SHORT TASK: Reproduce the stretch of the material from the line containing "Target: knuckle" through the end of the material as a numbered list, omitting any blank lines.
───── MATERIAL PROVIDED ─────
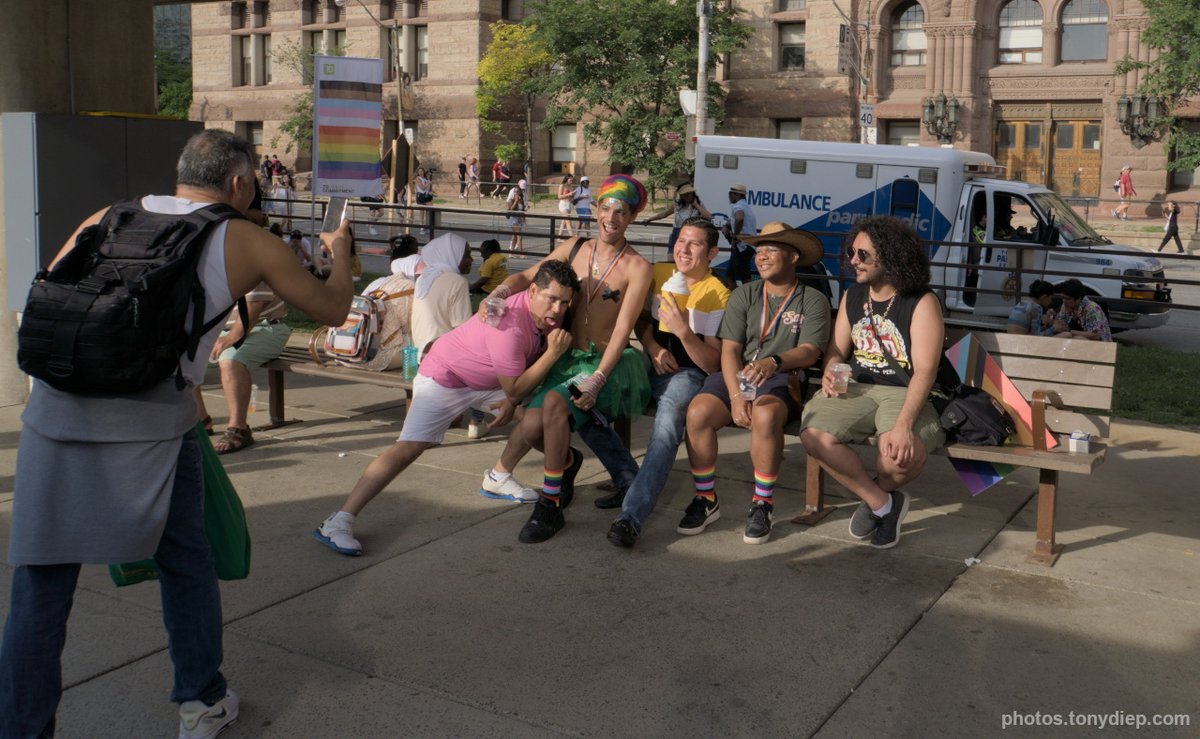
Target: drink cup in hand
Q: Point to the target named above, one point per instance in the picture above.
(747, 390)
(495, 310)
(840, 373)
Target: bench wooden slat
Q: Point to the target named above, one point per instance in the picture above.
(1025, 456)
(1072, 395)
(1056, 371)
(1072, 349)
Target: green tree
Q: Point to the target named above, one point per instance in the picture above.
(619, 65)
(295, 131)
(1174, 76)
(173, 84)
(510, 68)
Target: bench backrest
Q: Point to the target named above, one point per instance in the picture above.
(1080, 371)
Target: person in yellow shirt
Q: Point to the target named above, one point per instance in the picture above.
(495, 269)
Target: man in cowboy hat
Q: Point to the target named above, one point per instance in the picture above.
(772, 330)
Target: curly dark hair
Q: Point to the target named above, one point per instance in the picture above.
(556, 270)
(900, 252)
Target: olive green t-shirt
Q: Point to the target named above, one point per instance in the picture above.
(804, 320)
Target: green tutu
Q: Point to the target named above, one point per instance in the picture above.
(625, 394)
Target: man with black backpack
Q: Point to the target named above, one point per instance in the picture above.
(108, 466)
(889, 331)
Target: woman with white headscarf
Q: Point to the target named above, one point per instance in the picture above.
(442, 298)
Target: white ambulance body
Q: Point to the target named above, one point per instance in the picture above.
(825, 187)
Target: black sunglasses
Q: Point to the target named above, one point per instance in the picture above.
(863, 256)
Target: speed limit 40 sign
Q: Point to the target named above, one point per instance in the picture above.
(865, 115)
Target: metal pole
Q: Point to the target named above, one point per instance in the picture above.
(703, 11)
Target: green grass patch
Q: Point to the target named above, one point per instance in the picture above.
(1156, 385)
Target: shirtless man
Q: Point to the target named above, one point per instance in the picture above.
(607, 376)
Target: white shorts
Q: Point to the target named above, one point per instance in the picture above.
(433, 408)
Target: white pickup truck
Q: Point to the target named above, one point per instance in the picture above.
(945, 193)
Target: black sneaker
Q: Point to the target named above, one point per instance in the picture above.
(569, 474)
(612, 500)
(544, 522)
(699, 515)
(863, 523)
(759, 523)
(622, 534)
(887, 532)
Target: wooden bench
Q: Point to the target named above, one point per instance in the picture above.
(298, 360)
(1051, 373)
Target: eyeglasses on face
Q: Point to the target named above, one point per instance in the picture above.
(864, 257)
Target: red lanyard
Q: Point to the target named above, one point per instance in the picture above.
(763, 326)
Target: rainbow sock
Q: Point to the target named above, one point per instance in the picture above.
(765, 486)
(552, 485)
(705, 479)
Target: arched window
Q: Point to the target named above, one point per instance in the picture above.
(1020, 32)
(1085, 30)
(909, 42)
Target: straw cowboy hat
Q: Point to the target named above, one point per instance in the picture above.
(807, 245)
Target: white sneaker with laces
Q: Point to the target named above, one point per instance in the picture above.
(201, 721)
(337, 534)
(509, 490)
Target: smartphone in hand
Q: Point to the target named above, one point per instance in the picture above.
(335, 212)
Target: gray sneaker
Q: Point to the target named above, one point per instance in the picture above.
(887, 533)
(863, 522)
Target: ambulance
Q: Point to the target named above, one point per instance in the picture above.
(1029, 232)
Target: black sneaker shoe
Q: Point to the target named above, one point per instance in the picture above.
(544, 522)
(699, 515)
(611, 500)
(863, 523)
(887, 532)
(622, 534)
(569, 474)
(759, 523)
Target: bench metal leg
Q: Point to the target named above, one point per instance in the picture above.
(814, 494)
(1045, 551)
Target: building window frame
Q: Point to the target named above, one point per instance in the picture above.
(910, 44)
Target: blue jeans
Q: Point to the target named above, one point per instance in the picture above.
(31, 654)
(672, 392)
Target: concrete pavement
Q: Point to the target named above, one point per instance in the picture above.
(449, 628)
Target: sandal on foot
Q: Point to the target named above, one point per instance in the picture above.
(233, 439)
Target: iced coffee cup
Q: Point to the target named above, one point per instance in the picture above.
(676, 289)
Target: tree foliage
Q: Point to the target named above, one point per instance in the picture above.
(174, 85)
(510, 68)
(1174, 74)
(295, 131)
(618, 66)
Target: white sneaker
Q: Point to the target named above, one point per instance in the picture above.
(337, 534)
(201, 721)
(510, 490)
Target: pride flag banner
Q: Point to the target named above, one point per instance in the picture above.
(347, 118)
(977, 368)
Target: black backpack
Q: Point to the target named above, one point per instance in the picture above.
(109, 317)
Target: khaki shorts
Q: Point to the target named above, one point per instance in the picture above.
(865, 410)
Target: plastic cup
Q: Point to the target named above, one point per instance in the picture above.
(681, 302)
(495, 310)
(747, 390)
(840, 373)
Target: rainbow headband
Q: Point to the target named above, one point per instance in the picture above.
(625, 188)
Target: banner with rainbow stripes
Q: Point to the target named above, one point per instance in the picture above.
(347, 118)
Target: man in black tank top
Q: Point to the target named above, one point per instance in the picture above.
(889, 330)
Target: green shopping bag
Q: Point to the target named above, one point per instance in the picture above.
(225, 522)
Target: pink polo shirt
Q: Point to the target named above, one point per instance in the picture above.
(474, 354)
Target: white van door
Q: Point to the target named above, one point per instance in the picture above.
(1012, 222)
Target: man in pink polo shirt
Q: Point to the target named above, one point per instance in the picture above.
(473, 366)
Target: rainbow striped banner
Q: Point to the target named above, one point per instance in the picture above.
(347, 119)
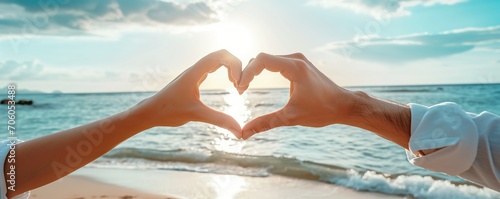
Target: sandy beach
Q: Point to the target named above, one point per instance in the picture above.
(166, 184)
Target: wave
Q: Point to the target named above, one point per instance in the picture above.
(214, 93)
(264, 105)
(408, 90)
(263, 166)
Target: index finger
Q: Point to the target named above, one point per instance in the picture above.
(214, 61)
(288, 67)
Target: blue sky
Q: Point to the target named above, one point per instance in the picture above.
(141, 45)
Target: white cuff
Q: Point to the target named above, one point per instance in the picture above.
(445, 127)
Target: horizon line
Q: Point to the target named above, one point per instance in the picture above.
(275, 88)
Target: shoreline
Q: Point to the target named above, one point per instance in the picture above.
(167, 184)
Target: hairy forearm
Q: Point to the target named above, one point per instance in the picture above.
(48, 158)
(387, 119)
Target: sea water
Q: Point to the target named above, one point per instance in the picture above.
(338, 154)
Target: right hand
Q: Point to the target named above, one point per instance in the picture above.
(315, 100)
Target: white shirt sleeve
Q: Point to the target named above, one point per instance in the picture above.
(4, 150)
(456, 142)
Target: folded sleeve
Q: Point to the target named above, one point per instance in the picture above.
(456, 142)
(4, 150)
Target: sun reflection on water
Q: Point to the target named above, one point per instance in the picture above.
(236, 107)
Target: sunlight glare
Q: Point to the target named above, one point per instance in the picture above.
(236, 108)
(236, 39)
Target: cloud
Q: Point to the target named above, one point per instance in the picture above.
(416, 46)
(34, 70)
(77, 17)
(380, 7)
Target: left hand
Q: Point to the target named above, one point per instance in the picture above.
(179, 102)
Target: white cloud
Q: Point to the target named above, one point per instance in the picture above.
(84, 17)
(416, 46)
(380, 7)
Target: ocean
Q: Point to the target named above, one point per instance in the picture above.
(337, 154)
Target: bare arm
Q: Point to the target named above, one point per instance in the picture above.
(46, 159)
(317, 101)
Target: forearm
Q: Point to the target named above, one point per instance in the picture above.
(46, 159)
(389, 120)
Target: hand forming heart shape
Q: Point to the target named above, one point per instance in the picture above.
(179, 102)
(311, 95)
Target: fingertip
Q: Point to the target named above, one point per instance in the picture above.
(248, 133)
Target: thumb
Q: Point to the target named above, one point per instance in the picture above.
(264, 123)
(211, 116)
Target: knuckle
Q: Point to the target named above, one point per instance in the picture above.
(299, 56)
(262, 55)
(301, 65)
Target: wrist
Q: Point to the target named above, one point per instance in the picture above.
(139, 116)
(387, 119)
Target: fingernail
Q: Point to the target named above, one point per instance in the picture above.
─────
FULL SOLUTION:
1. Target: knuckle
2. Q: Point to the target named above, one point per instance in the picture above.
3. (299, 56)
4. (262, 55)
5. (301, 65)
6. Target: wrist
7. Q: Point to the target named above, one point per instance in the picture above.
8. (139, 116)
9. (387, 119)
10. Target: fingernail
11. Q: Point to the target named above, one point per instance in the picture above.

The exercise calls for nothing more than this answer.